[EXERCISE INSTRUCTIONS]
Arrange all the material below as a Markdown table with two columns, Row and Line. Put each nonblank line in its own row in order, number the rows, and leave out blank lines.

[EXTRACTED ENTRIES]
★ ★ ★ ★ ★ ★ ★
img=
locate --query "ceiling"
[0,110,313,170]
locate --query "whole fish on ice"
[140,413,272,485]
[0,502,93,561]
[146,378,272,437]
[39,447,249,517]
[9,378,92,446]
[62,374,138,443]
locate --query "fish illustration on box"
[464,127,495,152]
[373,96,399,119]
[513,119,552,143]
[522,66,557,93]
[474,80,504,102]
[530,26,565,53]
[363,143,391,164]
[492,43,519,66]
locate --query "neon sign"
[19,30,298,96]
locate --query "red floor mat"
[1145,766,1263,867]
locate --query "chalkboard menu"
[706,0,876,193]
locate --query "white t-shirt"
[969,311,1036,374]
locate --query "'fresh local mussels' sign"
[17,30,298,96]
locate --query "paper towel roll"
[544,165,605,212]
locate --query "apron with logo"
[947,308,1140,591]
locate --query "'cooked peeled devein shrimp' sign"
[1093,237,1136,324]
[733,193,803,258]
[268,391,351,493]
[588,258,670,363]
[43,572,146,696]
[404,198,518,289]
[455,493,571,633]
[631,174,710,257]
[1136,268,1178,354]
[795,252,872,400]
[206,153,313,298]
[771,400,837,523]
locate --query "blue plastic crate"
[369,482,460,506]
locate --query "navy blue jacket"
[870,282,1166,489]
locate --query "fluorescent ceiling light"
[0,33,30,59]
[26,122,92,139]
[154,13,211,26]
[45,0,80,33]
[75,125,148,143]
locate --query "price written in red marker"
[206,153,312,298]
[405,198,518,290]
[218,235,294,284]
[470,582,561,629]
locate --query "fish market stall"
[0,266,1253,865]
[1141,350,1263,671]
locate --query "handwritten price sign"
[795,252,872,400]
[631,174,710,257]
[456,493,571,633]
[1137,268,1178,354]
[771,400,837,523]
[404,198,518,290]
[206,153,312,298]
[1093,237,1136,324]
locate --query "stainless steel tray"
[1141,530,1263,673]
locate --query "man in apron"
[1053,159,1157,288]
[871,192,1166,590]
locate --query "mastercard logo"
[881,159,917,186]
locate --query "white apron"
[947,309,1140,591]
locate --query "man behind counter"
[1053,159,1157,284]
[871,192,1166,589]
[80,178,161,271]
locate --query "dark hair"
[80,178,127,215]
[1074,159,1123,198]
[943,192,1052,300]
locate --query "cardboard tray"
★ ★ ★ ★ ★ ★ ★
[EXERCISE SOLUTION]
| Row | Line |
|---|---|
| 1 | img= |
| 2 | locate --query "ceiling" |
| 3 | [0,110,313,170] |
| 4 | locate --query "whole fish on ice" |
| 5 | [140,413,272,485] |
| 6 | [0,502,93,561] |
| 7 | [146,378,272,437] |
| 8 | [39,447,249,517] |
| 9 | [9,378,92,446] |
| 10 | [62,374,138,443] |
| 11 | locate --query "fish illustration on box" |
| 12 | [464,127,495,152] |
| 13 | [373,96,399,119] |
| 14 | [513,119,552,143] |
| 15 | [522,66,557,93] |
| 16 | [474,80,504,102] |
| 17 | [530,26,565,53] |
| 18 | [363,143,391,164] |
| 19 | [492,43,519,66] |
| 20 | locate --query "neon sign" |
| 21 | [19,30,298,96] |
| 22 | locate --query "red floor mat" |
| 23 | [1145,766,1263,867] |
| 24 | locate --query "chalkboard menu" |
| 25 | [706,0,876,193] |
| 26 | locate --query "white t-shirt" |
| 27 | [969,311,1036,374] |
| 28 | locate --query "'fresh local mussels' sign" |
| 29 | [17,30,298,96] |
| 30 | locate --query "paper towel roll" |
| 31 | [544,165,605,212] |
| 32 | locate --query "apron with logo" |
| 33 | [947,308,1140,591] |
| 34 | locate --query "'cooked peeled devein shrimp' sign" |
| 35 | [1093,237,1136,324] |
| 36 | [733,193,803,258] |
| 37 | [268,391,351,493] |
| 38 | [588,258,670,363] |
| 39 | [43,572,146,696] |
| 40 | [404,198,518,289] |
| 41 | [455,493,571,633] |
| 42 | [631,174,710,257] |
| 43 | [1136,268,1178,354] |
| 44 | [795,252,872,400] |
| 45 | [206,153,313,298] |
| 46 | [771,400,837,523] |
| 47 | locate --query "blue plastic crate" |
| 48 | [369,482,460,506] |
| 49 | locate --query "navy blue jacket" |
| 50 | [870,282,1166,489] |
| 51 | locate --query "fluorescent ceiling light" |
| 52 | [0,33,30,59] |
| 53 | [26,122,92,139] |
| 54 | [154,13,211,26] |
| 55 | [45,0,80,33] |
| 56 | [75,125,148,143] |
| 57 | locate --query "price written in red marker" |
| 58 | [206,153,312,298] |
| 59 | [405,198,518,290] |
| 60 | [218,235,294,284] |
| 61 | [470,582,561,629] |
| 62 | locate --query "fish market stall" |
| 63 | [0,266,1253,865] |
| 64 | [1141,350,1263,671] |
| 65 | locate --query "handwritten price sign" |
| 66 | [795,252,872,400] |
| 67 | [631,174,710,257] |
| 68 | [456,493,571,633] |
| 69 | [1137,268,1178,354] |
| 70 | [771,400,837,523] |
| 71 | [404,198,518,290] |
| 72 | [206,153,312,298] |
| 73 | [1093,237,1136,324] |
| 74 | locate --query "stainless steel tray" |
| 75 | [1141,530,1263,673] |
| 76 | locate --query "man in apron" |
| 77 | [1053,159,1157,288] |
| 78 | [871,192,1166,590] |
| 79 | locate --query "mastercard logo" |
| 80 | [881,159,917,186] |
| 81 | locate --query "white apron" |
| 82 | [947,309,1140,591] |
| 83 | locate --query "man behind counter" |
| 84 | [1053,159,1157,284] |
| 85 | [871,192,1166,589] |
| 86 | [80,178,161,271] |
| 87 | locate --query "dark hair" |
| 88 | [80,178,127,215] |
| 89 | [1074,159,1123,198] |
| 90 | [943,192,1052,300] |
| 91 | locate --query "cardboard tray" |